Entrées de segmentation d'images:
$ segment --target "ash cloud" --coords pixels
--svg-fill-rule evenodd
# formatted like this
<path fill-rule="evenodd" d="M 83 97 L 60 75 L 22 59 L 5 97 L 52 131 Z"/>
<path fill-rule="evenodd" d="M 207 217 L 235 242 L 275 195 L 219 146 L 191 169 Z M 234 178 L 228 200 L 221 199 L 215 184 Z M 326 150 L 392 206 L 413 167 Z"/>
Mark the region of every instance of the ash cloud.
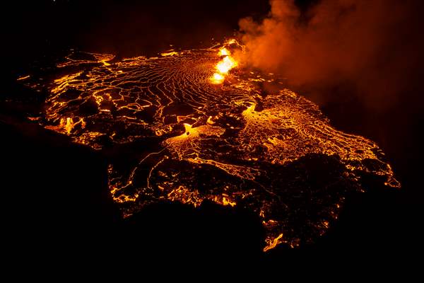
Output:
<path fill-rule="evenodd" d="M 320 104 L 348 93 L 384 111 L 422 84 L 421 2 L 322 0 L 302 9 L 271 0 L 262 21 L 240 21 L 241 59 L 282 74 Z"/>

## Consigne
Combien de lignes des entrées ci-dessus contiennent la chaîne « evenodd » ? Répondez uniquement par le nombre.

## Réponse
4